Set tasks »
**a.** Write out the part of the lawsuit financing discussion that runs from "I think the" to "to attract investment.".
**b.** In the lawsuit financing discussion, which two big bubbles does one commenter say occurred in the last 20 years?
**c.** Carry on the lawsuit financing discussion from its last comment.

Source excerpt »
-------------------------
I would expect a system like this would exacerbate this type of behavior.
I know of one long running case concerning pensions (British Telecom Section A) that was dragged out for well over a decade - as the longer it went on more pensioners would have died so reducing the cost.
Delaying vs being thorough would be incredibly tough to prove.
To a degree this happens already with large vs small company law suits, where the larger company maintains proceeding in some form til the other small business runs out of cash or gives up.
But the investors want to make money, and that only comes when a judgement is reached. I can envisage the financial imperative putting a time limit on the investor/lawyer contract.
Not only that, consider all the other parties that wish to do you or your company harm could invest in lawsuits against you brought by parties that have nothing to do with them.
I think the secondary motive to be concerned about is not length of time in court, but the filing of marginal lawsuits because they can attract financing.
Lawsuit financing is a speculative investment. We've seen repeatedly that the more money there is to invest speculatively, the more people and companies start pushing the envelope to attract investment.
In the last 20 years we've seen big bubbles in Internet services and consumer mortgages. What would be the effect of a bubble in lawsuits? Aside from the financial harm, it might crowd out or delay more worthy court cases.
Outside investors don't invest in 'marginal lawsuits.' One of the absolutely critical considerations for lawyers undertaking contingency cases is that they believe the case isn't marginal. I fail to see why an outsider would embrace more risk than such lawyers.
This is analogous to saying "one of the absolutely critical considerations for banks undertaking mortgage lending is that they believe each loan is likely to be paid back. I fail to see why an outsider would embrace more risk than such banks."
But that is precisely what happened leading up to the 2008 financial crisis. And it happened because of outside financing. When banks were risking their own money, they maintained careful underwriting standards. When banks were risking someone else's money--and reaping fees instead--they relaxed their underwriting standards to increase volume.
A law firm undertaking a contingency case better be damn sure they are likely to win, because they are risking their own capital. A law firm with outside financing will get paid whether or not they lose.
It seems like the funding coming from outside investors wouldn't really increase the incentive for lawyers to drag things out. If they're paid by the hour, then they already have that incentive, and resist it or not at their own discretion. If they're paid contingently, then their motivation is to get a win as quickly as possible, or drag things out if that will make the payment much larger. Again, they have that motivation regardless of who's paying them. What this would change is make it possibly less likely that the 'client' would run out of money before you can finish the job.
There should not be any communication between the lawyers and investors, and that rule should be enshrined in the ABA Code of Conduct in the same way that ethical walls are a requirement.
-------------------------
Supplied material »
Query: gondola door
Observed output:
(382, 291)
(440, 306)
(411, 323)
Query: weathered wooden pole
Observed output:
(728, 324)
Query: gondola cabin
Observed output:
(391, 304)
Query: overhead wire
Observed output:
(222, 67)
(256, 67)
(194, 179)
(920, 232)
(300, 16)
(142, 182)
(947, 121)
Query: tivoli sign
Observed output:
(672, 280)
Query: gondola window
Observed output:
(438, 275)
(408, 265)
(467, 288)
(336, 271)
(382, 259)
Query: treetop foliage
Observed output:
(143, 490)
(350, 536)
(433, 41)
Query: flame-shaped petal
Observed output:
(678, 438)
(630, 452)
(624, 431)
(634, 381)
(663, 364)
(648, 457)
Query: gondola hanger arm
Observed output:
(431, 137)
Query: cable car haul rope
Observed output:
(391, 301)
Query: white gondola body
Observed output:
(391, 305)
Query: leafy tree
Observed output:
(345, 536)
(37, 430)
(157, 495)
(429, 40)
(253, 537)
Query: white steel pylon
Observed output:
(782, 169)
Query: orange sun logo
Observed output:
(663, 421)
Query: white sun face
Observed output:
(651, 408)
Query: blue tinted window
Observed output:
-------------------------
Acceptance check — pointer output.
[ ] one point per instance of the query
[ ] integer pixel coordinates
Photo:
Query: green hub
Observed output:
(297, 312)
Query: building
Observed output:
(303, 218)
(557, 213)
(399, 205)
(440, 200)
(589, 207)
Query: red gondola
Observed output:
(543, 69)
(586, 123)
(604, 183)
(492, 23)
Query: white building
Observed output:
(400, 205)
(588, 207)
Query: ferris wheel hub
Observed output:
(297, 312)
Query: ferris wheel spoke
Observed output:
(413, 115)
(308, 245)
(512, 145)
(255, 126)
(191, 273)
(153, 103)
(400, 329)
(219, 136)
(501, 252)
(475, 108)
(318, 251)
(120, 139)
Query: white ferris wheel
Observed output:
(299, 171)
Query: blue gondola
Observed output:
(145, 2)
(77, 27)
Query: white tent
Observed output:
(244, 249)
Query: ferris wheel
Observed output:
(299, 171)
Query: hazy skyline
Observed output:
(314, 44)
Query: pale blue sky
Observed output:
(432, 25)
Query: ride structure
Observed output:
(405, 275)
-------------------------
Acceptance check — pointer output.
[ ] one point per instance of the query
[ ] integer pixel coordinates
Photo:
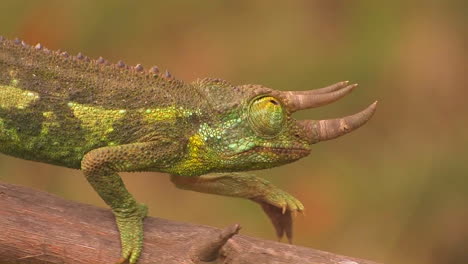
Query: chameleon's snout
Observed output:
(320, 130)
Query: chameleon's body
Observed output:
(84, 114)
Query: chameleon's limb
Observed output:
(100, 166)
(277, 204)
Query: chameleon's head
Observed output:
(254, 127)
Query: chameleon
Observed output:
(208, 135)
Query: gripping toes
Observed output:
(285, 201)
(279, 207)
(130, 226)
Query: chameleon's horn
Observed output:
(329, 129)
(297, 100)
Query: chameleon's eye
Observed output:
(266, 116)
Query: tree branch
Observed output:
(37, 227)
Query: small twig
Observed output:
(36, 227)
-------------------------
The results »
**a.**
I think the secondary motive to be concerned about is not length of time in court, but the filing of marginal lawsuits because they can attract financing.
Lawsuit financing is a speculative investment. We've seen repeatedly that the more money there is to invest speculatively, the more people and companies start pushing the envelope to attract investment.

**b.** Bubbles in Internet services and consumer mortgages.

**c.**
If the client wants to manage the relationship with investors, set expectations for success, returns, etc...that's one thing. But the lawyer is an advocate for the client, and that relationship is compromised the moment s/he begins feeling pressure from the investors.
That is what happens in practice, because communication between lawyers and investors are not protected by attorney-client privilege and neither the lawyers nor the funders want to risk compromising the suit by communicating with each other.
> I think the concern with investing in lawsuits should be focused on secondary motives.
Consider a community where many people are invested in one side of a lawsuit. That could put a lot of pressure on the judge and jury to produce the popularly desired outcome.
Corruption is, by definition, bribing government officials for personal gain. Therefore corruption can only exist in the areas that are not fully free, but are regulated by a government.
So I set up "toms safety certification" in libertopia and a company that sells children's toys that cause children die from choking on small parts bribe me to let them pass and I accept, this is not corruption?
Corruption by definition is not bribing government officials. Show me that definition? Corruption by definition is actually fraudulent activity by those in power, where government is one entity that has power. Removing government to remove corruption is quite frankly insane and only makes sense if you change the definition of corruption to mean "government corruption".
The difference is that if private institution that issues "toms safety certification" takes a bribe it is a very shortsighted strategy - such certificates will be very soon considered untrustworthy and general public will start to ignore them, therefore putting certificate institution out of business. Government-powered institutions can take bribes for years, or even decades without ever being punished for that, or being put out of business.
And yes, limiting government competencies is the best way to limit corruption.As one of Polish politicians put it:
"You don't fight the leeches by catching them by their tails, you fight them by draining the swamp they live in."
> The difference is that if private institution that issues "toms safety certification" takes a bribe it is a very shortsighted strategy ... Government-powered institutions can take bribes for years, or even decades without ever being punished for that, or being put out of business.
That's a theory, but the theory does not describe reality. Reality is that human beings defraud each other frequently, and in fact that is one of the main reasons we have governments, laws, and regulations. When you buy a house or obtain a loan or some software, or walk down the street, do you assume nobody would be doing anything corrupt or fraudulant, just trusting everyone? Of course not.
Anarchy leads to chaos and conflict. Caveat emptor.
Maybe I'm confused, but reality definitely includes several independent certification organizations.
e.g UL, NSF International.
And of course when I buy a house the government doesn't provide an inspector, instead I have to choose from any number of independent home inspectors (some better than others).
Now of course they're often confirming that construction has been done to code (plumbing, electrical, etc), but it's not a far jump to say that these codes could be established and maintained by independent groups like IEEE rather than the specific city and state authorities.
> it's not a far jump to say that these codes could be established and maintained by independent groups like IEEE rather than the specific city and state authorities.
It's a bit of a jump. The "independent" groups are not independent but are run by the inudstry being regulated, and will act accordingly. Government is responsible to its citizens.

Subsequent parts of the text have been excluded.